"""

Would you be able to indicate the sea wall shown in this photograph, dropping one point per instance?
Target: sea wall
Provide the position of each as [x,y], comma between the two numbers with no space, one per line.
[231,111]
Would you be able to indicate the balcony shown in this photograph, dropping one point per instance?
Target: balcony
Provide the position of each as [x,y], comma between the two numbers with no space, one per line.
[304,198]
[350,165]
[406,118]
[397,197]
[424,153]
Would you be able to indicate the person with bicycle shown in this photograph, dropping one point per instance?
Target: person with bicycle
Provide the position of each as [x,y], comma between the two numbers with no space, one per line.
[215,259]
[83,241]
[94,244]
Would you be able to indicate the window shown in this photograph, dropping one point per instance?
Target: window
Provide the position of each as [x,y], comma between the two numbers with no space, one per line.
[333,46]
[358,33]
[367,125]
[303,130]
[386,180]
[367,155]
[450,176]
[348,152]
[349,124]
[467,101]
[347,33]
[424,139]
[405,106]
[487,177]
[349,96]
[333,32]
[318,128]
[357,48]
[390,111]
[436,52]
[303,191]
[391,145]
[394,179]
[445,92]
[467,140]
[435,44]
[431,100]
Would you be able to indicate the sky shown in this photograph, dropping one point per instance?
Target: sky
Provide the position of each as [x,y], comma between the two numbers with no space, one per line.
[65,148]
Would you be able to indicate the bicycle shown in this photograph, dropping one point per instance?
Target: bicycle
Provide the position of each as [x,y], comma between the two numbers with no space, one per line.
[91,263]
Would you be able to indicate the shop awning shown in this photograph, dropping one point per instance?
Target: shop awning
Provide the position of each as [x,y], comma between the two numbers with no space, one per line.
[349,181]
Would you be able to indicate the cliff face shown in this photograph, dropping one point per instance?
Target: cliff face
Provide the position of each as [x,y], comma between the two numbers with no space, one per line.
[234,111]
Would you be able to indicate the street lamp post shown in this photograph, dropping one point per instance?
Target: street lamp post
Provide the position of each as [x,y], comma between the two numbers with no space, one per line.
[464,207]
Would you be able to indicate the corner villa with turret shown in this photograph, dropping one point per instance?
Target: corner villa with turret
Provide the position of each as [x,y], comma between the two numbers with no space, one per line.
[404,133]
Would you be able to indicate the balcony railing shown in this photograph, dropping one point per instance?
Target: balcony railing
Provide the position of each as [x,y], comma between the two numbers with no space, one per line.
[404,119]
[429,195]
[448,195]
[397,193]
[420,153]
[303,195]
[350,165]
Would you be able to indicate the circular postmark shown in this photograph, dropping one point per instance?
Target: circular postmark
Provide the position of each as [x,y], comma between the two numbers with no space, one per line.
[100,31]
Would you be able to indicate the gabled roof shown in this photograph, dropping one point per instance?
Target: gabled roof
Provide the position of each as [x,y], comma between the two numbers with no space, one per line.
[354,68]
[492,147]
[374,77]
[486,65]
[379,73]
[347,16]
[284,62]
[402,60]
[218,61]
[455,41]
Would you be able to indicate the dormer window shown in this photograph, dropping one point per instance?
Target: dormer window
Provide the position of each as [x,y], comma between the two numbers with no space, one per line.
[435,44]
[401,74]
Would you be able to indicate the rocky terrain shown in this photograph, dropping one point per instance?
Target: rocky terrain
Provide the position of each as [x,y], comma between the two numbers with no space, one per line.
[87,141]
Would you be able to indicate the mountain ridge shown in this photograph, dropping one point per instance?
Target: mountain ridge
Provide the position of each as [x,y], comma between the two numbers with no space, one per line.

"""

◆ **WRITTEN TASK**: Copy out all of the material above, word for word.

◆ **TASK SOLUTION**:
Would you be able to indicate the sea wall shown in this photograph, dropping one point per instance?
Target: sea wall
Provide the position of each as [x,y], comma between the two numbers with no space, one per line.
[231,111]
Would you be able to indicate the balcony shown in this photograph, dropping one point per instance?
Target: balcony
Provide the position of each as [x,y], comma between the two numbers with no space, one per line.
[304,198]
[350,165]
[406,118]
[397,197]
[424,153]
Would you be able to indicate the person with bicycle shown in this photograph, dropping one point per instance?
Target: person with bicycle
Provide the position of each as [x,y], comma between the two numbers with no space, one per line.
[215,259]
[83,241]
[94,244]
Would you be able to indicate the window shown in this photograph, dropping one point per instance?
Target: window
Provide the position of each as [x,y], comma between the two numbers with no space, one per line.
[333,46]
[358,33]
[367,125]
[303,130]
[386,180]
[367,155]
[450,176]
[348,152]
[349,124]
[467,101]
[347,33]
[424,139]
[405,106]
[487,177]
[349,96]
[333,32]
[318,128]
[357,48]
[390,111]
[436,52]
[303,191]
[391,145]
[394,179]
[445,92]
[467,140]
[435,44]
[431,100]
Would you be able to indicate the sky shown in this photograph, dropping one point per instance?
Target: sky
Provide the position of each as [x,y], comma between the two numbers with no space, one per line.
[65,148]
Would you be able to indicate the bicycle shown in this photograph, dropping one point per instance?
Target: bicycle
Provide the position of each as [x,y], comma between the two numbers with no space, one per line.
[91,263]
Would you be able to indicate the shop awning shown in this photograph, dropping one point per instance?
Target: shop awning
Provide the position of each as [x,y], comma between the two numbers with no space, one per line.
[349,181]
Would you be able to indicate the cliff face shown in this photograph, dropping one point per instance?
Target: cliff face
Provide the position of each as [x,y], comma between the two numbers with no space, one per line.
[234,111]
Would you be able to indicate the street lamp post shown in this photograph, dropping one point per instance?
Target: street lamp post
Provide the position of each as [x,y], comma between the two numbers with no space, one per line.
[464,207]
Would you be able to indicate the corner villa with turret shown in this photograph, dropping one point per instance?
Target: corner villa with turret
Provide the position of each as [x,y], comma between the two numbers with no space, one per line.
[404,133]
Would you be able to indicate the balcony railing shown in this photograph, dropping one point per instance?
Target: balcony railing
Provide the position of each as [x,y], comma between the two numbers with no space, one per line.
[404,119]
[429,195]
[448,195]
[397,193]
[420,153]
[303,195]
[350,165]
Would you be able to indicate the circular postmark shown in this photograph, dropping one point per instance?
Target: circular postmark
Provide the position of each as [x,y], comma between the two numbers with no space, one per line.
[100,31]
Would you be able to indicate the gabled roof shown in this photograph, dropping one point per instance?
Target: gabled roof
Provide the position of each as [x,y], comma between the two numbers with no space, one per line.
[354,68]
[492,147]
[374,77]
[486,65]
[379,73]
[347,16]
[284,62]
[402,60]
[218,61]
[455,41]
Would you be able to indicate the dormer window shown in this photograph, dropping one point per instance?
Target: dormer window
Provide the position of each as [x,y], comma between the two numbers with no space, one per line.
[435,44]
[401,74]
Would you be able to indicate the rocky terrain shown in this photograph, dropping one point per instance?
Target: rocky terrain
Provide the position of each as [x,y], comma between the two numbers with no space, one per line.
[87,141]
Would you be able to indicate the mountain ridge shown in this photograph, dropping one point per instance?
Target: mountain ridge
Provide the position of each as [x,y], comma between the two numbers with no space, one per line.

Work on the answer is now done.